**AUFGABENLISTE**
A – Wie viel Gas pumpt die Ukraine laut dem Textauszug derzeit täglich nach Westeuropa?
B – Schreiben Sie aus dem Textauszug alles von „Auf die Frage“ bis hinunter zu „hingewiesen zu haben.“ wortgetreu ab.
C – Fassen Sie den Absatz des Textauszugs, der mit „Der Staatskonzern gibt zudem“ beginnt, als Stichpunktliste zusammen und behalten Sie dabei die wesentlichen Fakten bei.

**ANGEZEIGTER TEXTAUSZUG**
* * *

Alles dreht sich um die Turbine

Zwar betont Moskau mit Blick auf die Wartungsarbeiten, Russland wolle seine Verpflichtungen als Gaslieferant auch künftig erfüllen. Aber um die Turbine dreht sich längst die Energiekrise in Europa, weil Russland ihr Fehlen nach Befürchtungen der Bundesregierung als Vorwand benutzen könnte, die Lieferungen ganz zu kappen.

Mit hämischer Freunde berichten russische Staatsmedien fast täglich darüber, wie etwa die deutsche Bundesregierung wegen der unsicheren Lage um Nord Stream 1 zum Energiesparen aufruft und Milliarden ausgibt, um die sozialen Folgen rasant steigender Lebenshaltungskosten abzufedern. «Nicht wir haben die Sanktionen gegen uns eingeführt», sagt der Nachrichtenmoderator im Fernsehsender Perwy Kanal.

Auf die Frage aber, ob Kremlchef Wladimir Putin den Gashahn wieder aufdrehen lässt, gibt es in Moskau keine klare Antwort. Deutlich wird nur, dass Russland die Verantwortung für mögliche Schwierigkeiten am ehesten abschieben wird. Auch Gazprom betont immer wieder, auf die kaum gefüllten Gasspeicher in Europa hingewiesen zu haben.

Der Staatskonzern gibt zudem der Ukraine die Schuld an der Lage, weil nicht einmal mehr die Hälfte der möglichen täglichen Liefermenge durch das Transitnetz des Landes geleitet werde. Die Ukraine, die trotz Moskaus Angriffskrieges derzeit noch rund 40 Millionen Kubikmeter Gas täglich nach Westeuropa pumpt, hätte es am liebsten, dass die EU ganz auf Lieferungen aus Russland verzichtet. Auch die Gasleitung Jamal-Europa ist stillgelegt, weil Polen sich weigerte, das Gas – wie von Putin gefordert – in Rubel zu bezahlen.

* * *

**GEGEBENE INFORMATIONEN**

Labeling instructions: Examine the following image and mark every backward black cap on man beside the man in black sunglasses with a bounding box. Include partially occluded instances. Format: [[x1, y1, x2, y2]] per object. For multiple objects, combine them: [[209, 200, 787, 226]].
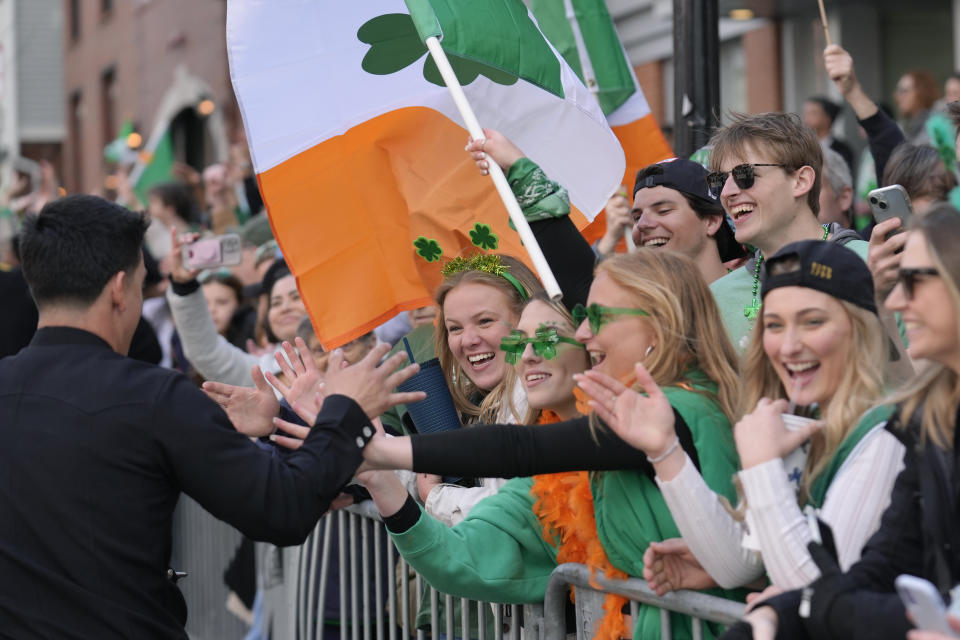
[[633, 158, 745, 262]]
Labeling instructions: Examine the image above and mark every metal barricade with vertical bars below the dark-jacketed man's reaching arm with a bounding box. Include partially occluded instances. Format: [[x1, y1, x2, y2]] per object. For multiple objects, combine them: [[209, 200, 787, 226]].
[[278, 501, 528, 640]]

* * *

**ERWARTETE ERGEBNISSE**
A – Rund 40 Millionen Kubikmeter.

B –
Auf die Frage aber, ob Kremlchef Wladimir Putin den Gashahn wieder aufdrehen lässt, gibt es in Moskau keine klare Antwort. Deutlich wird nur, dass Russland die Verantwortung für mögliche Schwierigkeiten am ehesten abschieben wird. Auch Gazprom betont immer wieder, auf die kaum gefüllten Gasspeicher in Europa hingewiesen zu haben.

C –
- Der Staatskonzern macht die Ukraine für die Lage verantwortlich, weil nicht einmal mehr die Hälfte der möglichen täglichen Liefermenge durch das ukrainische Transitnetz geleitet werde.
- Die Ukraine pumpt trotz des Angriffskriegs noch rund 40 Millionen Kubikmeter Gas täglich nach Westeuropa.
- Die Ukraine würde es am liebsten sehen, dass die EU ganz auf Lieferungen aus Russland verzichtet.
- Die Gasleitung Jamal-Europa ist stillgelegt, weil Polen sich weigerte, das Gas wie von Putin gefordert in Rubel zu bezahlen.